Excerpt to read:

^^^^^^^^

Tesla stock closes down more than 12% after Musk’s Twitter deal
Tesla stock closed down more than 12% on Tuesday as the tech-heavy Nasdaq Composite slipped nearly 4%. Other mega-cap tech stocks like Apple, Amazon, Google and Facebook parent Meta shed more than 3%.
The declines come just a day after Twitter’s board approved Musk’s $44 billion acquisition of the company, showing some of the fall off may be a reflection of investor concerns with the deal. Musk has secured $25.5 billion of fully committed debt, including $12.5 billion in loans against his Tesla stock. The deal also includes $21 billion in equity.
Despite being the world’s richest person, much of Musk’s wealth is tied up in Tesla stock, meaning he would likely have to borrow against his holdings to fund the deal.
Tesla investors also may be concerned about the possible distractions that could come from owning a platform like Twitter. Musk has appeared to want to heavily influence the company’s operations, which could lead to a time crunch for him. Assuming the deal closes, Musk would be in charge of Tesla, Twitter and SpaceX. He also owns two smaller ventures, the Boring Company and Neuralink.
Automakers, including Tesla, are struggling with the rising costs of raw materials that go into batteries, and a semiconductor chip shortage exacerbated by the Covid restrictions in Shanghai. Tesla said in its first-quarter 2022 earnings report on April 20 that, while automotive revenue was up 87% from the year-earlier period to $16.86 billion, the company lost about a month of “build volume” in Shanghai because of Covid shutdowns. Tesla generated around $4.65 billion in China in the first quarter of 2022. The Chinese market now accounts for 24.8% of Tesla revenue.

^^^^^^^^

Provided material:
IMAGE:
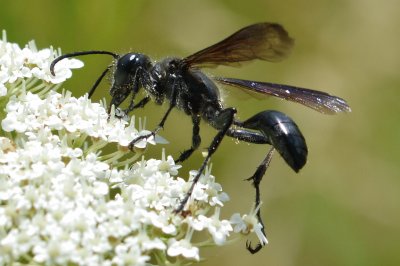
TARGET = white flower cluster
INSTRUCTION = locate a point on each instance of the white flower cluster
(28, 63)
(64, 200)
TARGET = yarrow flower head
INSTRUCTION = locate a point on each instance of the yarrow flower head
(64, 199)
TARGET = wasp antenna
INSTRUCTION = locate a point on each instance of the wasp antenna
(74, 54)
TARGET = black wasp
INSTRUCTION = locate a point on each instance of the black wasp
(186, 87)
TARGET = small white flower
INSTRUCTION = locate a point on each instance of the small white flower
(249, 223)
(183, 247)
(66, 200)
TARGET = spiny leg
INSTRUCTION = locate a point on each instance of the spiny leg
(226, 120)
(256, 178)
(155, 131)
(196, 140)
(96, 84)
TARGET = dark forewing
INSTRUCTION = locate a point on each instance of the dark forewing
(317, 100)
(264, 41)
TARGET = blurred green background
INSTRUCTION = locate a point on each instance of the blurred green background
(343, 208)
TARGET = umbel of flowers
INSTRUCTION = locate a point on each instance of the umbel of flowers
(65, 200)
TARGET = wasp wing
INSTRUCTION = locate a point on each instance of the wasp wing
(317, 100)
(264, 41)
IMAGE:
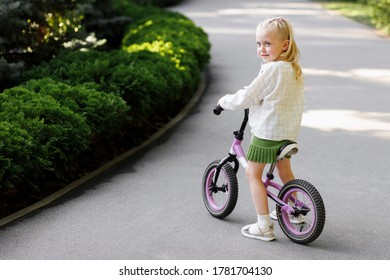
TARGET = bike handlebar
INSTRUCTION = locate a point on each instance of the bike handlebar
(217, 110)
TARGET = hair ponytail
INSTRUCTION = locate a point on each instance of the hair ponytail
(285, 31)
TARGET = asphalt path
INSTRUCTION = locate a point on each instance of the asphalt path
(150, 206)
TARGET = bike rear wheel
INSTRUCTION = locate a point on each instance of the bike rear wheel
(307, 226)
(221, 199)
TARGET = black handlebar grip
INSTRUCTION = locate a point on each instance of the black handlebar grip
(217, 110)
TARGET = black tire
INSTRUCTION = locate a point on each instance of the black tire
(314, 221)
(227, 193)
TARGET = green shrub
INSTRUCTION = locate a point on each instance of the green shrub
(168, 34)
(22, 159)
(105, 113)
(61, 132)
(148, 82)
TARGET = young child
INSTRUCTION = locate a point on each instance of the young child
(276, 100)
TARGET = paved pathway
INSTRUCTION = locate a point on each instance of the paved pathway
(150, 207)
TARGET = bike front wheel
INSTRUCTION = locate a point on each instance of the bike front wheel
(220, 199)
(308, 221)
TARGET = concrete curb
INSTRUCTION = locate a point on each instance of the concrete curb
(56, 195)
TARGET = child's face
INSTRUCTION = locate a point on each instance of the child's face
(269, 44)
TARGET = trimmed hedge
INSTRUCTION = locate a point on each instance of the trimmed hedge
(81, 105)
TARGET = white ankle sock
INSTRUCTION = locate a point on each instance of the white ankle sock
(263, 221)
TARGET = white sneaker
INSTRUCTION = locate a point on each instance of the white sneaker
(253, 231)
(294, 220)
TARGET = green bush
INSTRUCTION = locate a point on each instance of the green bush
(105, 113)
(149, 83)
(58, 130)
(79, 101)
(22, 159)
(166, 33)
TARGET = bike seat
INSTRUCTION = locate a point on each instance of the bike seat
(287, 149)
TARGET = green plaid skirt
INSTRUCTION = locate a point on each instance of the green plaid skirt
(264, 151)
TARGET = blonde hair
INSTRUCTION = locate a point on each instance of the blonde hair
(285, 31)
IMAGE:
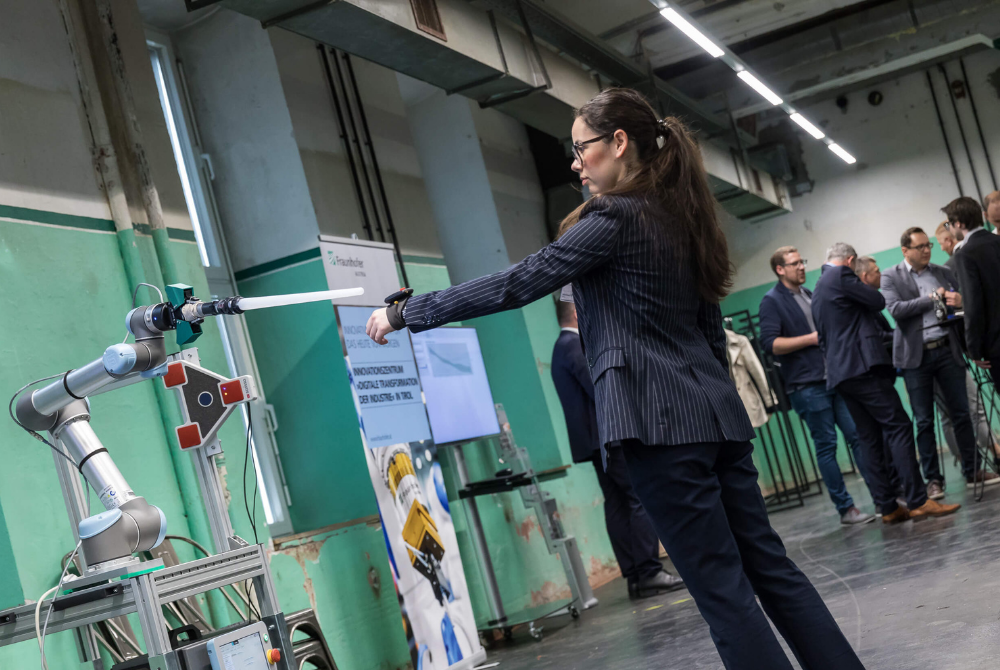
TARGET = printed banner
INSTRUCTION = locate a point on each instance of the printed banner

^^^^^^^^

Explore the material:
• 1. Update the article on Tesla's stock decline: reproduce it beginning at the words "Tesla stock closes" and stopping after "billion in equity.", with "Tuesday" replaced by "Wednesday".
• 2. Answer these questions from the article on Tesla's stock decline:
(a) By how much did Tesla stock close down?
(b) How much in loans against his Tesla stock does Musk's committed debt include?
(c) What share of Tesla revenue does the Chinese market now account for?
• 3. Resume the article on Tesla's stock decline from its final sentence.

Response list:
• 1.
Tesla stock closes down more than 12% after Musk’s Twitter deal
Tesla stock closed down more than 12% on Wednesday as the tech-heavy Nasdaq Composite slipped nearly 4%. Other mega-cap tech stocks like Apple, Amazon, Google and Facebook parent Meta shed more than 3%.
The declines come just a day after Twitter’s board approved Musk’s $44 billion acquisition of the company, showing some of the fall off may be a reflection of investor concerns with the deal. Musk has secured $25.5 billion of fully committed debt, including $12.5 billion in loans against his Tesla stock. The deal also includes $21 billion in equity.

• 2.
(a) More than 12%.
(b) $12.5 billion.
(c) 24.8%.

• 3.
Tesla has also been exporting cars from China to the broader Asian and European markets. While it recently opened a new factory in Austin, Texas and another in Brandenburg, Germany, the company is just beginning to increase production in these locations.
“For most vehicles, our delivery wait times are quite long. Those cars delivered in Q1 generally carried pricing set in prior quarters, and at levels lower than cars being ordered today,” CFO Zach Kirkhorn said on the company’s earnings call. “Production is resuming at limited levels, and we’re working to get back to full production as quickly as possible,” he later added.
Tesla doesn’t expect to raise prices again soon, either. Musk said on the same call, “The current prices are for a vehicle delivered in the future, like six to 12 months from now.”